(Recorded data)
+-------+
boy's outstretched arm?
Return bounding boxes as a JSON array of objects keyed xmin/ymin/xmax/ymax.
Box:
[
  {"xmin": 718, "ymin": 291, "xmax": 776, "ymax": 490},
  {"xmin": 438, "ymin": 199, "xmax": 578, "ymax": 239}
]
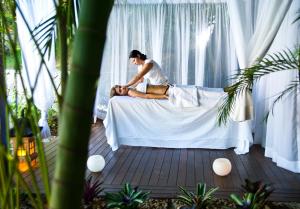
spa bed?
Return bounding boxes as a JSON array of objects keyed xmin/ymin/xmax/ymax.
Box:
[{"xmin": 103, "ymin": 87, "xmax": 253, "ymax": 154}]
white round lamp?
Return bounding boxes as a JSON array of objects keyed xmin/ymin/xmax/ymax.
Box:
[
  {"xmin": 212, "ymin": 158, "xmax": 232, "ymax": 176},
  {"xmin": 87, "ymin": 155, "xmax": 105, "ymax": 172}
]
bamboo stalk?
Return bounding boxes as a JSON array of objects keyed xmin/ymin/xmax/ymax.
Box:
[{"xmin": 49, "ymin": 0, "xmax": 113, "ymax": 208}]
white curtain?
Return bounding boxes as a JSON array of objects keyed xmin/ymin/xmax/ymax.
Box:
[
  {"xmin": 253, "ymin": 0, "xmax": 300, "ymax": 173},
  {"xmin": 227, "ymin": 0, "xmax": 292, "ymax": 68},
  {"xmin": 227, "ymin": 0, "xmax": 292, "ymax": 122},
  {"xmin": 228, "ymin": 0, "xmax": 300, "ymax": 172},
  {"xmin": 16, "ymin": 0, "xmax": 57, "ymax": 138},
  {"xmin": 115, "ymin": 0, "xmax": 226, "ymax": 4},
  {"xmin": 94, "ymin": 0, "xmax": 299, "ymax": 172},
  {"xmin": 95, "ymin": 1, "xmax": 237, "ymax": 115}
]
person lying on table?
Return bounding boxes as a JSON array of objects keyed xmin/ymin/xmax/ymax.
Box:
[
  {"xmin": 110, "ymin": 83, "xmax": 169, "ymax": 99},
  {"xmin": 110, "ymin": 82, "xmax": 202, "ymax": 108}
]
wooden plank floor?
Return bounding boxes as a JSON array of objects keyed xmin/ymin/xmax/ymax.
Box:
[{"xmin": 27, "ymin": 121, "xmax": 300, "ymax": 202}]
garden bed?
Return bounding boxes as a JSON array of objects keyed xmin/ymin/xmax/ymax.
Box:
[{"xmin": 91, "ymin": 198, "xmax": 300, "ymax": 209}]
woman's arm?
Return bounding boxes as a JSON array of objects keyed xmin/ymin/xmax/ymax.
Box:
[
  {"xmin": 125, "ymin": 62, "xmax": 153, "ymax": 87},
  {"xmin": 131, "ymin": 77, "xmax": 144, "ymax": 88},
  {"xmin": 128, "ymin": 89, "xmax": 168, "ymax": 99}
]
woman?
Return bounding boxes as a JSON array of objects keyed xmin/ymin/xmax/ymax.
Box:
[
  {"xmin": 124, "ymin": 50, "xmax": 168, "ymax": 88},
  {"xmin": 110, "ymin": 84, "xmax": 200, "ymax": 108},
  {"xmin": 110, "ymin": 84, "xmax": 169, "ymax": 99}
]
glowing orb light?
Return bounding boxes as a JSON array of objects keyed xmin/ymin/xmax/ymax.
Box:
[
  {"xmin": 212, "ymin": 158, "xmax": 232, "ymax": 176},
  {"xmin": 87, "ymin": 155, "xmax": 105, "ymax": 172}
]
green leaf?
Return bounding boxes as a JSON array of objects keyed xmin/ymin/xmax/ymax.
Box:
[
  {"xmin": 199, "ymin": 183, "xmax": 206, "ymax": 196},
  {"xmin": 133, "ymin": 199, "xmax": 144, "ymax": 204},
  {"xmin": 230, "ymin": 194, "xmax": 243, "ymax": 206},
  {"xmin": 203, "ymin": 187, "xmax": 218, "ymax": 201},
  {"xmin": 179, "ymin": 186, "xmax": 193, "ymax": 198},
  {"xmin": 177, "ymin": 195, "xmax": 193, "ymax": 206},
  {"xmin": 245, "ymin": 193, "xmax": 254, "ymax": 205},
  {"xmin": 131, "ymin": 191, "xmax": 142, "ymax": 199},
  {"xmin": 125, "ymin": 183, "xmax": 131, "ymax": 194}
]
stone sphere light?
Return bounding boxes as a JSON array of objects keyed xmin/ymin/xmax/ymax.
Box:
[
  {"xmin": 87, "ymin": 155, "xmax": 105, "ymax": 172},
  {"xmin": 212, "ymin": 158, "xmax": 232, "ymax": 176}
]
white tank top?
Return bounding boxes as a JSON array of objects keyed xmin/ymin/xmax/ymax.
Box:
[{"xmin": 138, "ymin": 59, "xmax": 168, "ymax": 85}]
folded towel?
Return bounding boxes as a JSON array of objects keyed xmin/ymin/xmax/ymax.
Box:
[
  {"xmin": 230, "ymin": 89, "xmax": 253, "ymax": 122},
  {"xmin": 135, "ymin": 82, "xmax": 147, "ymax": 93},
  {"xmin": 168, "ymin": 86, "xmax": 199, "ymax": 108}
]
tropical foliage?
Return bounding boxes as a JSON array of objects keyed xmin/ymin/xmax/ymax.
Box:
[
  {"xmin": 228, "ymin": 179, "xmax": 274, "ymax": 209},
  {"xmin": 29, "ymin": 0, "xmax": 79, "ymax": 103},
  {"xmin": 241, "ymin": 179, "xmax": 273, "ymax": 197},
  {"xmin": 229, "ymin": 193, "xmax": 267, "ymax": 209},
  {"xmin": 1, "ymin": 1, "xmax": 298, "ymax": 209},
  {"xmin": 0, "ymin": 1, "xmax": 50, "ymax": 208},
  {"xmin": 0, "ymin": 0, "xmax": 113, "ymax": 209},
  {"xmin": 105, "ymin": 183, "xmax": 150, "ymax": 209},
  {"xmin": 218, "ymin": 48, "xmax": 299, "ymax": 125},
  {"xmin": 177, "ymin": 183, "xmax": 218, "ymax": 209},
  {"xmin": 82, "ymin": 176, "xmax": 104, "ymax": 208},
  {"xmin": 217, "ymin": 10, "xmax": 300, "ymax": 125}
]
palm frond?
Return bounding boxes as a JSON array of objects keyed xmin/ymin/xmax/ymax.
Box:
[
  {"xmin": 292, "ymin": 9, "xmax": 300, "ymax": 24},
  {"xmin": 218, "ymin": 82, "xmax": 250, "ymax": 126},
  {"xmin": 267, "ymin": 80, "xmax": 299, "ymax": 120},
  {"xmin": 32, "ymin": 15, "xmax": 57, "ymax": 58},
  {"xmin": 15, "ymin": 2, "xmax": 60, "ymax": 104},
  {"xmin": 252, "ymin": 50, "xmax": 298, "ymax": 78},
  {"xmin": 218, "ymin": 48, "xmax": 299, "ymax": 125},
  {"xmin": 217, "ymin": 95, "xmax": 234, "ymax": 126}
]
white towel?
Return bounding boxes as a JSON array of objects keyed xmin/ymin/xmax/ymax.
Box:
[
  {"xmin": 168, "ymin": 86, "xmax": 199, "ymax": 108},
  {"xmin": 135, "ymin": 82, "xmax": 147, "ymax": 93},
  {"xmin": 230, "ymin": 89, "xmax": 253, "ymax": 122}
]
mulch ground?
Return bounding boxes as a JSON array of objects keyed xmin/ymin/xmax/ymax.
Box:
[{"xmin": 91, "ymin": 198, "xmax": 300, "ymax": 209}]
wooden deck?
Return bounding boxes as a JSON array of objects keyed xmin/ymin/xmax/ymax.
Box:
[{"xmin": 27, "ymin": 121, "xmax": 300, "ymax": 201}]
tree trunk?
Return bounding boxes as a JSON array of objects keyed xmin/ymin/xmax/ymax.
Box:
[
  {"xmin": 49, "ymin": 0, "xmax": 112, "ymax": 208},
  {"xmin": 0, "ymin": 22, "xmax": 7, "ymax": 148}
]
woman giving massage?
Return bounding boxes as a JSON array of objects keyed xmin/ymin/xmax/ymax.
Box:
[
  {"xmin": 123, "ymin": 50, "xmax": 169, "ymax": 88},
  {"xmin": 112, "ymin": 50, "xmax": 222, "ymax": 107}
]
+-------+
> [Try it] The answer must consist of every line from the records above that holds "white".

> [Response area]
white round lamp?
white curtain?
white tank top?
white towel?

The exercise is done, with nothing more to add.